**WORK INSTRUCTIONS**.
1. Reproduce the part of the life update post starting with "Hello...It's me again." and going on through "so good diagnosis'.".
2. Please answer these questions about the life update post:
(a) How many children was the writer parenting before remarrying?
(b) Where did the couple head after the courthouse?
(c) How long after the layoff call did the offer of a class spot come?

Hello...It's me again.
- Apr 20
- 3 min read
I've neglected this page a bit. I apologize. It's not for a lack of thoughts or ideas, they're just all over the place and life moves so fast sometimes. It's been over a year...so here's a little life update-I got married to my best friend, got laid off...again, went back to school to pursue my dream, found out I was pregnant the 3rd week of school, completed by education, became licensed in my field, started a multifaceted business, gave birth, and shortly after got a couple of not so good diagnosis'.
Anyways, here I am! Still smiling, beautifully blessed and gracefully grateful! God knows what He's doing. Please don't take any of this as boasting, as that's the furthest from my intentions with this post. I simply want to share the beauty of God's handywork. Boasting in the Lord if you will. You've read my testimony (if you haven't, you might want to start there) so you know how dark it once was in my life. I had gotten to the point even after that where I kind of just thought "Well, the world's gone to crap so the end is probably near, so why try to do anything more than just be?" I found myself not looking to even entertain another relationship, sticking to my job, parenting my two children and just surviving. I was more than willing to just coast along like that until Jesus' return. I know, how silly is that?
I made a joke to my best friend that if neither of us were married by the time I turned 40 that we should just get married, he took that to a whole other level and wholeheartedly wooed me, we dated for a few months and he popped the question, fast forward two months later and we said to heck with a big wedding, ran to the courthouse and headed to the beach after! Dream wedding in my book. Life kicked us a little bit, I had a medical issue that almost costed me my life, thankfully God had His hands on it, but that left us with the impression that another child wasn't going to be in our future. We accepted that but still prayed anyways. Months went by, were all just living day by day and all of a sudden I get a call in the middle of my work day that the company was making some changes and unfortunately they couldn't keep me on anymore. So, I felt like I was back in that moment of my cheese being moved again (& if you haven't read that one, do) . I had this idea in my head for a long time of turning my hobby into a business, I just didn't feel like I had the time, but God said enough excuses. I got a call exactly a week later offering me a spot in the class I had been waitlisted for for over a year. I prayed for the means to pay and got everything situated and began my class. Three weeks later, I found out I was expecting. Two BIG blessings at one time. One, a dream I almost gave up on and the other a dream I had come to accept wasn't going to happen. That's God. Life is beautiful, even in a world of darkness. I know that the news, social media and all the dark evil of this world being exposed can put us in a place of fear, a place of "I shouldn't even try", a mindset where you just want coast through until His return, but we can't succumb to that. God has already won. God is in your corner. Pray nonstop, Accept the blessings He gives you, Be a good steward of those blessings, and enjoy your life. You never know how beautiful it is, until you fully surrender to God's plan for your life.

(Phrase grounding data)

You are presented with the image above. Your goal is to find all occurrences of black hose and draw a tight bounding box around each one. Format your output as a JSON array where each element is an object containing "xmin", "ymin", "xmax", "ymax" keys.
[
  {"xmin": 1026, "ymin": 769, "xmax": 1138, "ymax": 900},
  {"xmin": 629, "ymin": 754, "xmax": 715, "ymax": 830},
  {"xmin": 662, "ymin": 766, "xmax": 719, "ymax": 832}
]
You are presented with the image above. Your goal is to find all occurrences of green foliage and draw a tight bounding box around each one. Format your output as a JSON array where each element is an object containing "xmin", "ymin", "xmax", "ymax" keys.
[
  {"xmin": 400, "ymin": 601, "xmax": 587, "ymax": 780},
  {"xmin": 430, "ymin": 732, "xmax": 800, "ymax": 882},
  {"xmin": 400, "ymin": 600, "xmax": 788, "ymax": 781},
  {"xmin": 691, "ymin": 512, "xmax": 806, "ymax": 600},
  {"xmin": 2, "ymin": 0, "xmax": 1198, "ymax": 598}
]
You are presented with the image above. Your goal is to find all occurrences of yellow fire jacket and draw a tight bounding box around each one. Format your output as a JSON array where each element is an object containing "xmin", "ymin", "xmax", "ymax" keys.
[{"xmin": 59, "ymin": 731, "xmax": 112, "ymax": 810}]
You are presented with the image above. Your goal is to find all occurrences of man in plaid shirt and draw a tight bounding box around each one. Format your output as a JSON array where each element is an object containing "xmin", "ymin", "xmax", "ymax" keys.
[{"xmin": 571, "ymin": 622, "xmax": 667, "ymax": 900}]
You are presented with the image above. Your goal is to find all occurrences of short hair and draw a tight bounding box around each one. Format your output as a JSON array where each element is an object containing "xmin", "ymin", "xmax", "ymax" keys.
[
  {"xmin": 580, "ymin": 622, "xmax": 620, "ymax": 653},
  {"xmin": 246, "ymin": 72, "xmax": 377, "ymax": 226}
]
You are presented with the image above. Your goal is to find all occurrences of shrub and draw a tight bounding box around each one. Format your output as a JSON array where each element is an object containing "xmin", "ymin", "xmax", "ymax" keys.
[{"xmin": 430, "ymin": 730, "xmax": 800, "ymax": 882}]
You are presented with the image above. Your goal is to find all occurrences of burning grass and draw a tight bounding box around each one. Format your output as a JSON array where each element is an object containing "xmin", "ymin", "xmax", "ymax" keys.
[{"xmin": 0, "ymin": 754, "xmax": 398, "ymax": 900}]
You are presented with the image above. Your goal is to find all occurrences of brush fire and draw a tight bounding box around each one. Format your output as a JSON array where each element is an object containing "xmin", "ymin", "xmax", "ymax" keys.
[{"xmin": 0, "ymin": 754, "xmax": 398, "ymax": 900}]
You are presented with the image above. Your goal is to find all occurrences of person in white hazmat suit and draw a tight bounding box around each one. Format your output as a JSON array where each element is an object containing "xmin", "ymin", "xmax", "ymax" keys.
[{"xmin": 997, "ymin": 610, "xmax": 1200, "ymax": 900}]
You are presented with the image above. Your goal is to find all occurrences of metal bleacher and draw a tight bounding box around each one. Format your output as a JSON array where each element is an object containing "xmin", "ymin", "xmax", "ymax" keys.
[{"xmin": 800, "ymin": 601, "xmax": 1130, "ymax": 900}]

**REPLIES**.
1.
Hello...It's me again.
- Apr 20
- 3 min read
I've neglected this page a bit. I apologize. It's not for a lack of thoughts or ideas, they're just all over the place and life moves so fast sometimes. It's been over a year...so here's a little life update-I got married to my best friend, got laid off...again, went back to school to pursue my dream, found out I was pregnant the 3rd week of school, completed by education, became licensed in my field, started a multifaceted business, gave birth, and shortly after got a couple of not so good diagnosis'.

2.
(a) Two
(b) The beach
(c) Exactly a week later